--- RECORDS FOR THE EXERCISE ---

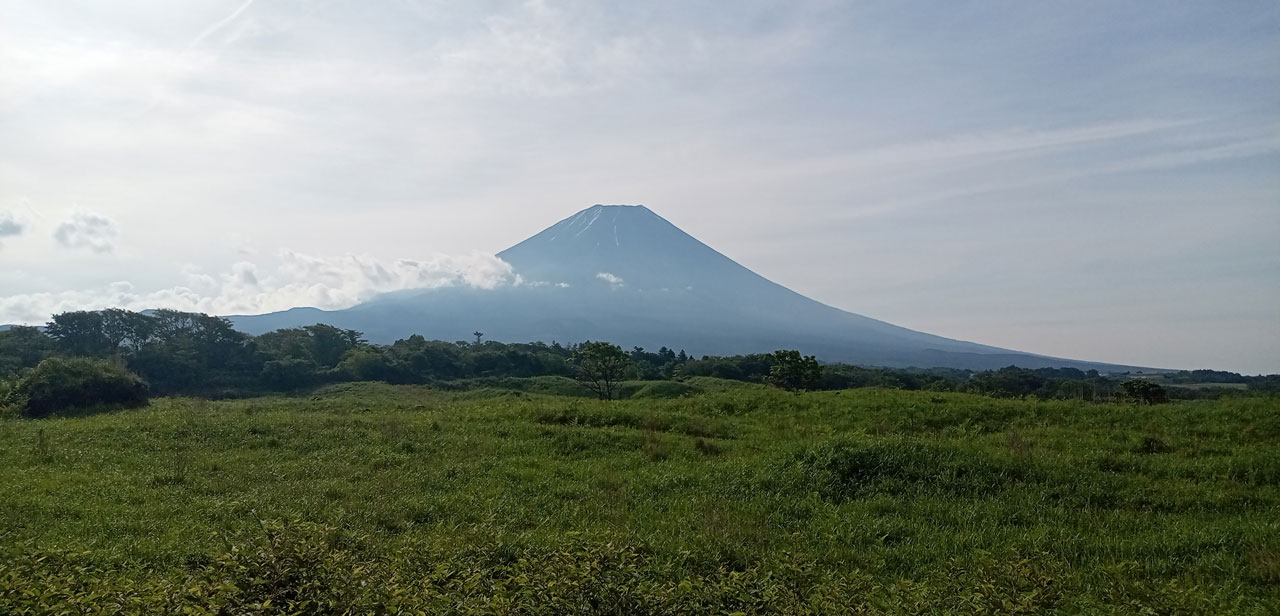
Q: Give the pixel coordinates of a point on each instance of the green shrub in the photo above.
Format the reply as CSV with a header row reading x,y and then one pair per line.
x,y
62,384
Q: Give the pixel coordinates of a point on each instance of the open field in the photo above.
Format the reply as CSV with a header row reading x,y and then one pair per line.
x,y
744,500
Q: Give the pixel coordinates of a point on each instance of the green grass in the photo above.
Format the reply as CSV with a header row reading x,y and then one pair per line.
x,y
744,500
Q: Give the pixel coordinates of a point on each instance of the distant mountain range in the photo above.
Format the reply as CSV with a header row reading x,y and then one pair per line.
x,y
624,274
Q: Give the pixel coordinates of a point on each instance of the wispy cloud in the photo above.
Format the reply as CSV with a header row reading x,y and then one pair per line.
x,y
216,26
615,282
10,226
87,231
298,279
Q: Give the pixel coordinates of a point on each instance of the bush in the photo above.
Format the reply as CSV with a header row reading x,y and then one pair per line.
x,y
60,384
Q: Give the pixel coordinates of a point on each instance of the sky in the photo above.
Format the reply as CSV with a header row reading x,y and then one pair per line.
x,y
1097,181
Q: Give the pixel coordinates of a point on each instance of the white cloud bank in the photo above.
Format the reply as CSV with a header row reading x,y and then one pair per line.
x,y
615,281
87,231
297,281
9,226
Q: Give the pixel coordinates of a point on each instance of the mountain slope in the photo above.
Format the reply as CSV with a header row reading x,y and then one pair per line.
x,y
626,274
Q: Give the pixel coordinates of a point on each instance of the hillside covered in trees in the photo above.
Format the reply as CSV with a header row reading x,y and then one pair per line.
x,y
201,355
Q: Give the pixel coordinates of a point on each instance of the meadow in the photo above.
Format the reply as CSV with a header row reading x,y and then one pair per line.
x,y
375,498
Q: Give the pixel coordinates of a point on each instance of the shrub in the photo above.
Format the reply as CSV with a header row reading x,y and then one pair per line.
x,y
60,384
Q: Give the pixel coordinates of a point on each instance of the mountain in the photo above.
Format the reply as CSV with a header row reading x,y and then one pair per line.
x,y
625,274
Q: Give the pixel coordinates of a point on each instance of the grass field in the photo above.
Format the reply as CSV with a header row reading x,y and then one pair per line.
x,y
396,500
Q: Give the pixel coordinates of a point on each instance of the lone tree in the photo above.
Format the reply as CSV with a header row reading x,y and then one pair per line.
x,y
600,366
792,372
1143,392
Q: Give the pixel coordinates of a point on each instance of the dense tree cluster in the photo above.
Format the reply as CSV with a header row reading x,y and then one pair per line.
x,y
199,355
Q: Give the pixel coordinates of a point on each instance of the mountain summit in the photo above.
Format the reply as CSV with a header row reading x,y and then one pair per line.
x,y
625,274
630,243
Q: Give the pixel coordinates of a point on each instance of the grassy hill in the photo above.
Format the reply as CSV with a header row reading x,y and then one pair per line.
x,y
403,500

---

EXERCISE BRIEF: Can you reproduce the entire listing above word for word, leaving out the pictures?

RESPONSE:
Q: Give the pixel coordinates of a point on each instance of the green shrub in the photo above.
Format the reply as CSV with a header row reading x,y and then one pair per line.
x,y
62,384
Q: Give the pixel coordinates of a point on each instance of the open field in the photo above.
Format the reply as CSV with a header row reading x,y and then one pair per line.
x,y
744,500
Q: Give the pixel coordinates of a point on each instance of the green grass in the photo above.
Format the reply as CSV with a header row reading x,y and then one pair per line.
x,y
744,500
Q: Give the pixel coordinates of a point on each instance of the distant mountain range in the photo above.
Format the reply as CSV with a header row reading x,y and then one pair per line.
x,y
624,274
Q: Give the pixel coordinates of a point on each instance of the wispy cloud in the photo above.
Format the reply as CSV with a header row reading x,y and then one pair per line.
x,y
216,26
615,282
10,226
87,231
298,279
Q: Give the pixel coordinates of a point on each instance of the bush in the photo above.
Format the reply as CSV with a header row reading x,y and then one pair per line.
x,y
60,384
Q: Give the pixel coordinates of a point on each instance of the sky in the photo above.
Format the reply as CSV with a header row reading x,y and then one pair per line.
x,y
1097,181
Q: Give the pixel coordinates of a point on each instance of the white cloud bank in the photo above.
Format the reply as CSV with a header row reading x,y and then one pair per line.
x,y
615,281
87,231
297,281
9,226
Q: Give the pixel coordinates of a point on each instance of the mountain slope in the photo above.
Format the reply as CSV with a header row reading x,y and then one pair per line.
x,y
626,274
Q: Give the pixel coordinates of a point on each instance of the hillside covered in trees in the photo above.
Format the reply as CSV with a header row reading x,y and then one pair per line.
x,y
201,355
Q: Give the pixel coordinates of a point on each instance of the meadow in the photo above.
Format the reply as CSV with a header row reading x,y and then one pair per line.
x,y
375,498
Q: Give the pixel coordinates of a point on each instance of the shrub in the photo above.
Format the reply as CSV with a header row reading x,y and then one pair per line.
x,y
60,384
Q: Give the pixel coordinates of a point on each instance of the mountain in the photo above.
Format the reply as CSV with a header row reading x,y and then one pair per line.
x,y
625,274
Q: Give the pixel coordinates of a point on each instance of the grass field in the photo above.
Format the reply as CSV with a header row reading x,y and then one pair per line.
x,y
396,500
Q: Give the pixel coordinates of a point on each instance of the lone tree in the photo above.
Format the reply as CSV with a header row reading x,y and then one pair per line.
x,y
600,366
792,372
1143,392
Q: Give the pixel coordinates of a point on each instance of the dense tree cluster in the photo above.
Format the reply as CSV with a header row reading x,y and then one pair per line.
x,y
199,355
Q: Give the pixel coordinates of a point on each instance of the mountain summit in the photo above.
Format the reply as CSV with a header row reading x,y and then one pair per line.
x,y
625,274
630,243
Q: Give the pixel coordinates of a point on each instance of the grassy hill in the photo above.
Format the reply as CSV with a header row reading x,y and then one pair per line.
x,y
403,500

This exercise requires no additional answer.